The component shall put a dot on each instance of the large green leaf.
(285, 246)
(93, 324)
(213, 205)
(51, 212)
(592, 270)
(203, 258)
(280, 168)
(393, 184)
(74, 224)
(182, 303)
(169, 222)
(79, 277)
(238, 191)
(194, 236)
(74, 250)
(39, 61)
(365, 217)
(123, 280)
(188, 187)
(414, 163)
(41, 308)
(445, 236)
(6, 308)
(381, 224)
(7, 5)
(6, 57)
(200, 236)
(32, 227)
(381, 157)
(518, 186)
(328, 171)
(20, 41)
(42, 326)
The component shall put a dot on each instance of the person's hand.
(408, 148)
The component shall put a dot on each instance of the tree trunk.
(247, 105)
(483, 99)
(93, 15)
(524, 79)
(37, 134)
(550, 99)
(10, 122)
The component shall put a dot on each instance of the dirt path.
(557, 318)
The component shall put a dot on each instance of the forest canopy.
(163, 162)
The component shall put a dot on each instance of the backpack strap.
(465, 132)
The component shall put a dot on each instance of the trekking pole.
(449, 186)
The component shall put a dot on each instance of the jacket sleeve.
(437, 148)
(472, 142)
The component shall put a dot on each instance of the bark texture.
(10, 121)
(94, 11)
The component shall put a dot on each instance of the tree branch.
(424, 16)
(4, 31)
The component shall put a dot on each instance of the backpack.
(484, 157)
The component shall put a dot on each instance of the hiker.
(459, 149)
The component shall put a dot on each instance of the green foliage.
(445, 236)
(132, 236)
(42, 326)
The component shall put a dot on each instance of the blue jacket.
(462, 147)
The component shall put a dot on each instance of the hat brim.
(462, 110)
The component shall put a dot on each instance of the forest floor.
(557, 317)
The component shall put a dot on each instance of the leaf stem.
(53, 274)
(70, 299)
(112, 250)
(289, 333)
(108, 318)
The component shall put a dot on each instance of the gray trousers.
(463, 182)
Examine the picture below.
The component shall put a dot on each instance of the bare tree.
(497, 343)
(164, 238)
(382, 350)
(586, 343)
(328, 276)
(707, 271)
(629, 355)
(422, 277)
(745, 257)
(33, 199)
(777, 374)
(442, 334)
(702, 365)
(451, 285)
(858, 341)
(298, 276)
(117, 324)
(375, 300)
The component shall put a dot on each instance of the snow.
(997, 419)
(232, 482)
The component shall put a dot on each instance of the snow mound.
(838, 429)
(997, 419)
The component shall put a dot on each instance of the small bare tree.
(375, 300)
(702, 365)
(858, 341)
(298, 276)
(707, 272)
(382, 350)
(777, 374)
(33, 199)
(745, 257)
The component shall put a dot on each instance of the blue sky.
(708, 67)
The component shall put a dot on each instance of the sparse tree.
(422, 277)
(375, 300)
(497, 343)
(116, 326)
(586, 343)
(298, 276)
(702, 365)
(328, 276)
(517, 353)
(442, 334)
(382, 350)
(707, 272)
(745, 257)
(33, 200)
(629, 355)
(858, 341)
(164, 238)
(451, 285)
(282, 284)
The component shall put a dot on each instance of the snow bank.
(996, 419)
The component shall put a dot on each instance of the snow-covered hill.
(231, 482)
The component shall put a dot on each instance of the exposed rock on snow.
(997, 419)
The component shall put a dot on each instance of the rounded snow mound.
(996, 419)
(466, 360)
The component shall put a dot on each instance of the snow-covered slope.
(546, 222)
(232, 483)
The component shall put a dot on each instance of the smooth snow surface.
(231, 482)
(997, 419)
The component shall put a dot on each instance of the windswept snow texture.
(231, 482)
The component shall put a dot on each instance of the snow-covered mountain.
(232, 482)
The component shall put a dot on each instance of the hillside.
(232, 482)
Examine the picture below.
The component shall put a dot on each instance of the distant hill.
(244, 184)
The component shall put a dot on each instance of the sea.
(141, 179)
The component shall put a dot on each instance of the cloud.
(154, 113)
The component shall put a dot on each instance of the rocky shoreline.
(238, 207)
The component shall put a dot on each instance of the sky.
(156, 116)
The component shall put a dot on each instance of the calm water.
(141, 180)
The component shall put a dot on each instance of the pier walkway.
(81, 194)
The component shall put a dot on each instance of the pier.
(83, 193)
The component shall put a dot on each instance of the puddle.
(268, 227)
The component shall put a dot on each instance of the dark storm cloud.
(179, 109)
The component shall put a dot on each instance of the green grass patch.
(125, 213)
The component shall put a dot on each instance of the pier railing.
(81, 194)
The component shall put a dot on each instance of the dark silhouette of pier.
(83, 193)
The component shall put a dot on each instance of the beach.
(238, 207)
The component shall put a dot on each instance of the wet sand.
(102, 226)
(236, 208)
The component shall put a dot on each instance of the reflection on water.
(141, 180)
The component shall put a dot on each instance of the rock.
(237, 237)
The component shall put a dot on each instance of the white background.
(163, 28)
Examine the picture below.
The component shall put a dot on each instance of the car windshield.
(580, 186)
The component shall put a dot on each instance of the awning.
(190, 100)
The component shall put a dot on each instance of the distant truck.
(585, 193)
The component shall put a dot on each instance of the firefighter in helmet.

____

Set problem: Transcribe each entry exactly.

Answer to this problem:
The component shall put a dot on each instance of the large green leaf.
(285, 246)
(93, 324)
(213, 205)
(51, 212)
(592, 270)
(203, 258)
(280, 168)
(393, 184)
(74, 224)
(182, 303)
(169, 222)
(79, 277)
(238, 191)
(194, 236)
(74, 250)
(39, 61)
(365, 217)
(123, 280)
(188, 187)
(414, 163)
(41, 308)
(445, 236)
(6, 308)
(381, 224)
(7, 5)
(6, 57)
(200, 236)
(32, 227)
(381, 157)
(518, 186)
(328, 171)
(20, 41)
(42, 326)
The component shall put a dot on each instance of the person's hand.
(408, 148)
The component shall put a dot on each instance of the tree trunk.
(247, 105)
(483, 99)
(93, 15)
(524, 79)
(37, 134)
(550, 99)
(10, 122)
The component shall put a dot on each instance of the dirt path.
(557, 318)
The component shall put a dot on each instance of the forest canopy.
(163, 162)
The component shall put a dot on each instance of the backpack strap.
(465, 132)
The component shall put a dot on each instance of the trekking pole.
(449, 186)
The component shall put a dot on each instance of the jacket sleeve.
(437, 148)
(472, 142)
The component shall put a dot on each instance of the bark texture.
(10, 121)
(94, 11)
The component shall put a dot on each instance of the tree branch.
(424, 16)
(4, 31)
The component shall put a dot on each instance of the backpack.
(484, 157)
The component shall put a dot on each instance of the hiker.
(459, 149)
The component shall put a dot on each instance of the green foliage.
(445, 236)
(132, 236)
(42, 326)
The component shall put a dot on each instance of the blue jacket.
(462, 147)
The component shall put a dot on each instance of the hat brim.
(462, 110)
The component shall put a dot on each instance of the forest floor.
(557, 317)
The component shall put a dot on each instance of the leaf stem.
(53, 274)
(70, 299)
(112, 250)
(289, 333)
(108, 318)
The component shall put a dot on each instance of the gray trousers.
(463, 182)
Examine the picture below.
The component shall put a dot on each instance of the bare tree.
(497, 343)
(164, 238)
(382, 350)
(586, 343)
(328, 276)
(707, 271)
(629, 355)
(422, 277)
(745, 257)
(33, 199)
(777, 374)
(442, 334)
(702, 365)
(451, 285)
(858, 341)
(298, 276)
(117, 324)
(375, 300)
The component shall put a dot on each instance of the snow.
(997, 419)
(232, 482)
The component shall put a dot on each instance of the snow mound.
(838, 429)
(997, 419)
The component shall put a dot on each instance of the small bare tree.
(375, 300)
(702, 365)
(858, 341)
(298, 276)
(707, 272)
(382, 350)
(777, 374)
(33, 199)
(745, 257)
The component shall put a dot on each instance of the blue sky.
(708, 67)
The component shall put a dot on each instance of the sparse tree.
(422, 277)
(375, 300)
(497, 343)
(116, 326)
(586, 343)
(298, 276)
(702, 365)
(328, 276)
(517, 353)
(442, 334)
(382, 350)
(707, 272)
(745, 257)
(33, 200)
(629, 355)
(858, 341)
(164, 238)
(451, 285)
(282, 284)
The component shall put a dot on each instance of the snow bank.
(996, 419)
The component shall put a dot on each instance of the snow-covered hill.
(231, 482)
The component shall put a dot on each instance of the exposed rock on snow.
(997, 419)
The component shall put a dot on each instance of the rounded snow mound.
(996, 419)
(466, 360)
The component shall put a dot on each instance of the snow-covered slope.
(546, 222)
(232, 483)
The component shall put a dot on each instance of the smooth snow surface.
(231, 482)
(997, 419)
The component shall put a dot on each instance of the windswept snow texture.
(231, 482)
The component shall put a dot on each instance of the snow-covered mountain.
(232, 482)
The component shall put a dot on each instance of the hillside.
(232, 482)
Examine the picture below.
The component shall put a dot on each instance of the distant hill.
(244, 184)
The component shall put a dot on each instance of the sea.
(141, 179)
The component shall put a dot on each instance of the cloud.
(154, 113)
The component shall put a dot on each instance of the rocky shoreline.
(238, 207)
The component shall put a dot on each instance of the sky.
(156, 116)
The component shall put a dot on each instance of the calm water.
(141, 180)
The component shall put a dot on each instance of the pier walkway.
(81, 194)
The component shall put a dot on each instance of the pier.
(83, 193)
The component shall put a dot on each instance of the puddle.
(268, 227)
The component shall put a dot on each instance of the dark storm cloud.
(179, 109)
The component shall put a dot on each instance of the green grass patch.
(125, 213)
The component shall put a dot on each instance of the pier railing.
(81, 194)
The component shall put a dot on each instance of the dark silhouette of pier.
(83, 193)
The component shall put a dot on each instance of the beach.
(238, 207)
The component shall put a dot on each instance of the wet sand.
(102, 226)
(236, 208)
The component shall put a dot on each instance of the reflection on water.
(141, 180)
The component shall put a dot on each instance of the rock.
(237, 237)
The component shall put a dot on each instance of the white background.
(163, 28)
Examine the picture below.
The component shall put a dot on each instance of the car windshield.
(580, 186)
The component shall put a dot on each instance of the awning.
(190, 100)
The component shall put a dot on each instance of the distant truck.
(585, 193)
The component shall put a dot on each instance of the firefighter in helmet.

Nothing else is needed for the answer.